*** Provided text

Source code for bw2io.strategies.csv

import math
import re

import numpy as np

from ..errors import StrategyError



[docs]
def csv_restore_tuples(data):
    """
    Convert tuple-like strings to actual tuples.

    Parameters
    ----------
    data : list of dict
        A list of datasets.

    Returns
    -------
    list of dict
        A list of datasets with tuples restored from string.

    Examples
    --------
    >>> data = [{'categories': 'category1::category2'}, {'exchanges': [{'categories': 'category3::category4', 'amount': '10.0'}]}]
    >>> csv_restore_tuples(data)
    [{'categories': ('category1', 'category2')}, {'exchanges': [{'categories': ('category3', 'category4'), 'amount': '10.0'}]}]

    """
    _ = lambda x: tuple(x.split("::")) if "::" in x else x

    for ds in data:
        for key, value in ds.items():
            if isinstance(value, str):
                ds[key] = _(value)
            if key == "categories" and isinstance(ds[key], str):
                ds[key] = (ds[key],)
        for exc in ds.get("exchanges", []):
            for key, value in exc.items():
                if isinstance(value, str):
                    exc[key] = _(value)
                if key == "categories" and isinstance(exc[key], str):
                    exc[key] = (exc[key],)
    return data




[docs]
def csv_restore_booleans(data):
    """

******

> [Problem details]:
Copy out the part of the CSV strategy source code that begins with the words "import math" and ends with "to actual tuples.", switching every "csv_restore_tuples" to "csv_unpack_tuples".

*** Extracted material

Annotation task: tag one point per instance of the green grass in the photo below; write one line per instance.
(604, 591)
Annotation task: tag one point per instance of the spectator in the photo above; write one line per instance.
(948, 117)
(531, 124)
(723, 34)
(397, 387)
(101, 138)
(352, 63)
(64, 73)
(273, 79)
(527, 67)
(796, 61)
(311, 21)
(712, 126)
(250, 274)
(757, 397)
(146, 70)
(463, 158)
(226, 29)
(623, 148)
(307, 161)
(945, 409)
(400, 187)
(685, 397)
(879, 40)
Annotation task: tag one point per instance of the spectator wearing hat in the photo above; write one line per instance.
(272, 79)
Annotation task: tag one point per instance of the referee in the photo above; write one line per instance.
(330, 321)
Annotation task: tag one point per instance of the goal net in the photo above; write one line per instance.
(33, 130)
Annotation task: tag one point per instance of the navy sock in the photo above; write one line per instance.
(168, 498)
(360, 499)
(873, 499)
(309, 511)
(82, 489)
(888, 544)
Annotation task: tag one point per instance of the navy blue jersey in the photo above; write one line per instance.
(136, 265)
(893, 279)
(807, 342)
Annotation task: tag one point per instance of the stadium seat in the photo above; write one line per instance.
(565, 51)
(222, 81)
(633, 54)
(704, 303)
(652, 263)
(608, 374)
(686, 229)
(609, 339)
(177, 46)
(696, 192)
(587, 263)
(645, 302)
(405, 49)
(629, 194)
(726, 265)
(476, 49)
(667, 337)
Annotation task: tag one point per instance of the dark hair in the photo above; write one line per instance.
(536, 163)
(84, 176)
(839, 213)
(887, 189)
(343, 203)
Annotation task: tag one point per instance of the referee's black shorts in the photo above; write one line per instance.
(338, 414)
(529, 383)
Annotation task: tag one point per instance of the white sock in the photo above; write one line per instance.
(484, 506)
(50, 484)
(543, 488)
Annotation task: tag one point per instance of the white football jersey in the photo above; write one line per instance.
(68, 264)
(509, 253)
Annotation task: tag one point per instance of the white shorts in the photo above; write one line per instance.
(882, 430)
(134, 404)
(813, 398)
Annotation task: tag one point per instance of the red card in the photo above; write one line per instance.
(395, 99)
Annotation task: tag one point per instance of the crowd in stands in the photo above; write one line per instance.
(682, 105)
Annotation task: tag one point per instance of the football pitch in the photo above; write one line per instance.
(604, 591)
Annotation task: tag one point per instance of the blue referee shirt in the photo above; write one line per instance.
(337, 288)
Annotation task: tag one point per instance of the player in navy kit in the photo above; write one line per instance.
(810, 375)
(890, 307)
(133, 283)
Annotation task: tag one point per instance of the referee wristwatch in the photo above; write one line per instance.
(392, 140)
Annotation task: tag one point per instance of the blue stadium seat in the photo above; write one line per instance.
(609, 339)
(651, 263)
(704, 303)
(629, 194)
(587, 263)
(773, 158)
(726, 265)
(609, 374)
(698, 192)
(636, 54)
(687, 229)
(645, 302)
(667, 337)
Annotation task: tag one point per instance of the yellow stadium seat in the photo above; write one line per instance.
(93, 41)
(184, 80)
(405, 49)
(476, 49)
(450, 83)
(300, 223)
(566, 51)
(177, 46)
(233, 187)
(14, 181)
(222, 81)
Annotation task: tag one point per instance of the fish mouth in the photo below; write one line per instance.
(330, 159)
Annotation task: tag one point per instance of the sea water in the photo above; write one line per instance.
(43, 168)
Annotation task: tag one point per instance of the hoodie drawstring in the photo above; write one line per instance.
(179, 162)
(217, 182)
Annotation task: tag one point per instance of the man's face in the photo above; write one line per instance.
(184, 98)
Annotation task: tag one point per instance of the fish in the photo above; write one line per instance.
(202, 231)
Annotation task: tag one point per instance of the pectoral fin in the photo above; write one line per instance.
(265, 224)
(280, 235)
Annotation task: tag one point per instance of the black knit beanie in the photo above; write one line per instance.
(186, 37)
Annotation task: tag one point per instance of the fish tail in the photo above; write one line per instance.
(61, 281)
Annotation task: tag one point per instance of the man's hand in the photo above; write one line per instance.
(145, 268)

******

> [Problem solution]:
import math
import re

import numpy as np

from ..errors import StrategyError



[docs]
def csv_unpack_tuples(data):
    """
    Convert tuple-like strings to actual tuples.